A Bearish Stock Market To Begin In Earnest
Our forecast algorithm is currently predicting a global stock market rout to begin in earnest over the next few weeks and months. Below is our monthly forecast for the S&P500, which we believe is about to enter a correction lasting until early 2017.
We create multiple forecasts over multiple time frames. Below is our daily forecast indicating we are ending a consolidation phase and heading lower over the coming weeks. As far as we are concerned this is not an end of the world scenario, but rather a healthy and long overdue correction after a multi-year rally.
It is our belief that markets are not driven by central banks and policy makers but by the participants themselves, sentiment is slow to change and forward guidance or minute changes to monetary policy are powerless in the face of global capital flows.
We have long warned that all is not well with the markets and the global economy and we believe we stand on the edge of a major bear market, policy makers have ignored the commodities and emerging markets breakdown and will again be surprised at the direction markets will take over the course of the next year.
We create forecasts for a wide range of markets from stocks to currencies, energy to precious metals and many of these markets are signaling a sizeable correction which is about to begin.

*DIRECTIVE:* Write out the stretch of the stock market forecast from "It is our belief" through "the next year.", swapping "policy makers" for "lawmakers" each time it appears. The listing after this point isn't needed for anything.

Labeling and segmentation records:
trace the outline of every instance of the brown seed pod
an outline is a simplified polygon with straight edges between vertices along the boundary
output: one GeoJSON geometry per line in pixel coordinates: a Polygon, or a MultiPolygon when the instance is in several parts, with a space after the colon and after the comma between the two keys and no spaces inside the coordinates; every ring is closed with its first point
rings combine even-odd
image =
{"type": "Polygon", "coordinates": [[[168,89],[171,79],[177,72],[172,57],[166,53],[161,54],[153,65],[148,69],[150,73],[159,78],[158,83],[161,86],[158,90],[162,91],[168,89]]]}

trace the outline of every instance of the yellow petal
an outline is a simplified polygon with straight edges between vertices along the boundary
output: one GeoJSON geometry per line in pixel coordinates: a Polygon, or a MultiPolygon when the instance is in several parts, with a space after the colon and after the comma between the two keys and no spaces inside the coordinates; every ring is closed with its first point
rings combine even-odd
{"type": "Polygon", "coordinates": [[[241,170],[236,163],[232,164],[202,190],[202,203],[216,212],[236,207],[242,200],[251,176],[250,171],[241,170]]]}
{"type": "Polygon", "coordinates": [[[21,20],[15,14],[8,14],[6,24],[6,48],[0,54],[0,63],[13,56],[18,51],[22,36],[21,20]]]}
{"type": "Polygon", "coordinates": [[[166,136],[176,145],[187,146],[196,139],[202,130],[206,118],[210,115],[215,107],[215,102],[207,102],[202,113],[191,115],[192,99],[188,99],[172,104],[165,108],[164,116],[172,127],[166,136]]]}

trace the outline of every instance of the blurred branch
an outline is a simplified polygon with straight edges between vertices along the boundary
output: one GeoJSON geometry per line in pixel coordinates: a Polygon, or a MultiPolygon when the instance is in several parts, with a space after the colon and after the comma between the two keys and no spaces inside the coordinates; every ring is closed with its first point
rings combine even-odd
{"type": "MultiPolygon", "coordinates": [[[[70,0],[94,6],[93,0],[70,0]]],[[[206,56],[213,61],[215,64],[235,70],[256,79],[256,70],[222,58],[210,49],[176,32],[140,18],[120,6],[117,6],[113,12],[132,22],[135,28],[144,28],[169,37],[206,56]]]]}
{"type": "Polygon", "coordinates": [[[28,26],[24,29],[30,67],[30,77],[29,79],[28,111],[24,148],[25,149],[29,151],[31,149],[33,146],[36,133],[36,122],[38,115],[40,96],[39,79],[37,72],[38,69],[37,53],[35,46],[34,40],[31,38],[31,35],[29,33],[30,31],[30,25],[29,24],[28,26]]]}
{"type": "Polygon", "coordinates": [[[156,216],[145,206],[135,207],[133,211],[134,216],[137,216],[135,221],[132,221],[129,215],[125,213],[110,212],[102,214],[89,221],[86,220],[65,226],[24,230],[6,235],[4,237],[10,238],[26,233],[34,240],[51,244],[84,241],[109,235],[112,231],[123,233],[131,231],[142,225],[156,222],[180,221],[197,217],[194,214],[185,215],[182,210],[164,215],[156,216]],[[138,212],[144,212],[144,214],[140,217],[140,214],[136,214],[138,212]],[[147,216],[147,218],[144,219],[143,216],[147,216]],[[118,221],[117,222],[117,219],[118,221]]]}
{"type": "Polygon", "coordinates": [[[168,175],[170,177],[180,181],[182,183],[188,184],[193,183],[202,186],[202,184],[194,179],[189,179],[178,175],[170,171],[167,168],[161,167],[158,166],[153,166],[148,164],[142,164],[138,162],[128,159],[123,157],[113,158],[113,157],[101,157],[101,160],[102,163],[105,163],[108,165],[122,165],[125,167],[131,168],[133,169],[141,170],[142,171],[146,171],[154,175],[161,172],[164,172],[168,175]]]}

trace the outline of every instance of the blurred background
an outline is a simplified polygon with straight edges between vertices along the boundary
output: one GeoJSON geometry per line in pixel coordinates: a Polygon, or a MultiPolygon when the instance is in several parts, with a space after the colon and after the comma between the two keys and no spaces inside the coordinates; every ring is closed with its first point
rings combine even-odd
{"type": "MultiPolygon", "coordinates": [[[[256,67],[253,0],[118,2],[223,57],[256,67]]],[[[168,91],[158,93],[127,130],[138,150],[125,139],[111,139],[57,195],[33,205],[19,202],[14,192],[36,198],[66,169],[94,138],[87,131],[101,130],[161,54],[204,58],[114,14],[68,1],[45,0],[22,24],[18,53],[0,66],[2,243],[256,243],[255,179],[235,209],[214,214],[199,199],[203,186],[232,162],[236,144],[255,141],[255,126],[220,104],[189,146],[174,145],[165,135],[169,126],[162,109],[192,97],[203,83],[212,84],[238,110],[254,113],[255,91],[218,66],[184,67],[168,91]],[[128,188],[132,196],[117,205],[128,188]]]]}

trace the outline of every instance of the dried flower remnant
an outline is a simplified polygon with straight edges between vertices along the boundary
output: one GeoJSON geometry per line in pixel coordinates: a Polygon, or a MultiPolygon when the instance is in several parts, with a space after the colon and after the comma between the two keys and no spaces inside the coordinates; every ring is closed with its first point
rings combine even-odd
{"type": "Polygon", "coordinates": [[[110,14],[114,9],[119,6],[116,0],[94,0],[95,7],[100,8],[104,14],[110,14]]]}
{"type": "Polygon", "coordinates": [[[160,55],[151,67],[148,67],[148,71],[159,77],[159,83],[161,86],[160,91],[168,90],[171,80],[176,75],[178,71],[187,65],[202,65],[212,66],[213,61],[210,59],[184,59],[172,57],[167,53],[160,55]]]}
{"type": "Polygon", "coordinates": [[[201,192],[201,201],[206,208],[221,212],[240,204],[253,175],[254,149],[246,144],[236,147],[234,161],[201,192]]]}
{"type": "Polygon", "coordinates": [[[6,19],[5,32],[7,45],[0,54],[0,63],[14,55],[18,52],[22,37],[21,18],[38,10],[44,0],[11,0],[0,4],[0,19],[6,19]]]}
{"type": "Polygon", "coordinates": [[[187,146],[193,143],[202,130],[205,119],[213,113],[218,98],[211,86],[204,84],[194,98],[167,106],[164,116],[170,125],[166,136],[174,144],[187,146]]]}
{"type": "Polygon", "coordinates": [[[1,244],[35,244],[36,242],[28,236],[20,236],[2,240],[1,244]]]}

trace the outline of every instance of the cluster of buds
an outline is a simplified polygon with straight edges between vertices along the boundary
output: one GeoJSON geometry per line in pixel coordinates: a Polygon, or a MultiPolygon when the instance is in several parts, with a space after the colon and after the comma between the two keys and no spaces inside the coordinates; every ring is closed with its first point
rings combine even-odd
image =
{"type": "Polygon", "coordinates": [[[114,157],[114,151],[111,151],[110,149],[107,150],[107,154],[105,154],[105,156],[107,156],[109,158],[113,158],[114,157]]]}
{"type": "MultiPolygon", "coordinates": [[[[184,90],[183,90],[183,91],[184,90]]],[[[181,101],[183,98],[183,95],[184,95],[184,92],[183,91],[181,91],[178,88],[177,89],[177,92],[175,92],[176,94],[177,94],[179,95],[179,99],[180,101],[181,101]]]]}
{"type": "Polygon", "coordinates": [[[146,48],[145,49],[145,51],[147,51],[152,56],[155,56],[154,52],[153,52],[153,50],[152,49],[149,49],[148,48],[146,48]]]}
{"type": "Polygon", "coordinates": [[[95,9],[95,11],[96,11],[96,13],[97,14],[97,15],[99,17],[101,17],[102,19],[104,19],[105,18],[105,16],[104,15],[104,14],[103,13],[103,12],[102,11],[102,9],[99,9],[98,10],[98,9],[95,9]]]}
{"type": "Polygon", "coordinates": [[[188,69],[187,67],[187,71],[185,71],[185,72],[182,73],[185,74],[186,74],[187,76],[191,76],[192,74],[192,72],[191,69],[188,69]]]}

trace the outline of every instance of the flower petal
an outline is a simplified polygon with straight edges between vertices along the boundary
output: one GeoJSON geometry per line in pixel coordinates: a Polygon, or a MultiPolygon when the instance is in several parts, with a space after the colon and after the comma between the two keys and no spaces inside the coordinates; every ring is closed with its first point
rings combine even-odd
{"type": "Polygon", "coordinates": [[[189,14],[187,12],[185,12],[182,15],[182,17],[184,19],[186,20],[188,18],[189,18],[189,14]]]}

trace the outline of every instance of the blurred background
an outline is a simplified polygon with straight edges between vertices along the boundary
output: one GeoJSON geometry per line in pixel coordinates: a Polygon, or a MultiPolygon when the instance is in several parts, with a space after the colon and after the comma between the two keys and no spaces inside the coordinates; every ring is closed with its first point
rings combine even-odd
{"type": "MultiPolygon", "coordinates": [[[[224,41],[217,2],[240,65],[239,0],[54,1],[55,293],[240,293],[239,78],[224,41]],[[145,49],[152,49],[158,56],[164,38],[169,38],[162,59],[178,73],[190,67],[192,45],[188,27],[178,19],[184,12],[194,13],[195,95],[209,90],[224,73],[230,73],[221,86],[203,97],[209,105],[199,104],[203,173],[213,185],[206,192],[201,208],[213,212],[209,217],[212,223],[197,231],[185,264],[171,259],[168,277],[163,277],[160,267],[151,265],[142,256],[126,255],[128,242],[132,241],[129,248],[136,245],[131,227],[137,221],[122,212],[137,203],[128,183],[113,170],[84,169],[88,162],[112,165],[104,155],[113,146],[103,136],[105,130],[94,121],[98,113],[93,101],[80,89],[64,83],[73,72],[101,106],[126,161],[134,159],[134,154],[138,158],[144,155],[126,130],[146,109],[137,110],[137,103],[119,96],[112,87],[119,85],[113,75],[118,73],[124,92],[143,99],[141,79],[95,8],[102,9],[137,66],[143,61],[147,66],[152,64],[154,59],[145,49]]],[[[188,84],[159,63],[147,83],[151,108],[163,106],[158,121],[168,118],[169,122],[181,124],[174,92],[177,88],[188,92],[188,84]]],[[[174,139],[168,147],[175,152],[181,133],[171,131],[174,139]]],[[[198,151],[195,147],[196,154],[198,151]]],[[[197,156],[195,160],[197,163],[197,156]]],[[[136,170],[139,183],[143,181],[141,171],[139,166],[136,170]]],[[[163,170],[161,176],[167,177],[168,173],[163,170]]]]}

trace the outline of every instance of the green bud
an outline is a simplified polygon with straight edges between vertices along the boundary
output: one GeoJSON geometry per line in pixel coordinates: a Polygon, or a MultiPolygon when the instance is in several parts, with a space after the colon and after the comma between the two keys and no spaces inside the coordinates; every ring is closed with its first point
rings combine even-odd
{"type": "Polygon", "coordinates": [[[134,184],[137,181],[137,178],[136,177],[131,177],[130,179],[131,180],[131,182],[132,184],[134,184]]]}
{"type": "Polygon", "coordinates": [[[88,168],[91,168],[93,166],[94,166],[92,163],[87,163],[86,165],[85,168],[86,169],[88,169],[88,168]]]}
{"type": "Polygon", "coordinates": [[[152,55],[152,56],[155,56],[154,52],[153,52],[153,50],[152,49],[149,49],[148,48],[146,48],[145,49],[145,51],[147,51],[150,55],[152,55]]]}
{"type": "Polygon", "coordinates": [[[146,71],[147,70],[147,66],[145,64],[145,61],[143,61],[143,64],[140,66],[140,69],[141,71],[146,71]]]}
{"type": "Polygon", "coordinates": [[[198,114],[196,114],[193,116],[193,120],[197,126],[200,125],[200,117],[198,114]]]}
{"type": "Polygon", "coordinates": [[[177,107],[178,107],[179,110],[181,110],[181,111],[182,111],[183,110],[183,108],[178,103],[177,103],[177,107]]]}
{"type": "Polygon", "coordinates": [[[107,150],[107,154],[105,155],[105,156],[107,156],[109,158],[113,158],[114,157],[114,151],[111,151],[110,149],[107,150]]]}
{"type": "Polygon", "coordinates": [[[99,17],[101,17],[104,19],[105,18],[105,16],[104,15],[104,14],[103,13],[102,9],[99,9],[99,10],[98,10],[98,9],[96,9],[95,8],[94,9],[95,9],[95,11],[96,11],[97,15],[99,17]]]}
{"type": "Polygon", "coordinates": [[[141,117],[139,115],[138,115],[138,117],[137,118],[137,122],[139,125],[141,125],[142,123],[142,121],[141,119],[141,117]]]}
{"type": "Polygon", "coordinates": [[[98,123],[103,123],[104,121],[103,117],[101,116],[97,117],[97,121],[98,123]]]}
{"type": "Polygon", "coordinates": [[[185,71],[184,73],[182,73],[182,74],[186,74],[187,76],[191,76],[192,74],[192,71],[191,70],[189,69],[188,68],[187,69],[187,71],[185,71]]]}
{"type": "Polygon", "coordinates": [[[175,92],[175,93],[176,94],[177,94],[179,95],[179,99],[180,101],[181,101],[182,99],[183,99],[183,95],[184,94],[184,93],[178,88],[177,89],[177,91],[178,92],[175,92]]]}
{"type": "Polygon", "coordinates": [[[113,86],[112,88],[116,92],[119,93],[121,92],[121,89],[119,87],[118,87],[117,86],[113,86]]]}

*OUTPUT:*
It is our belief that markets are not driven by central banks and lawmakers but by the participants themselves, sentiment is slow to change and forward guidance or minute changes to monetary policy are powerless in the face of global capital flows.
We have long warned that all is not well with the markets and the global economy and we believe we stand on the edge of a major bear market, lawmakers have ignored the commodities and emerging markets breakdown and will again be surprised at the direction markets will take over the course of the next year.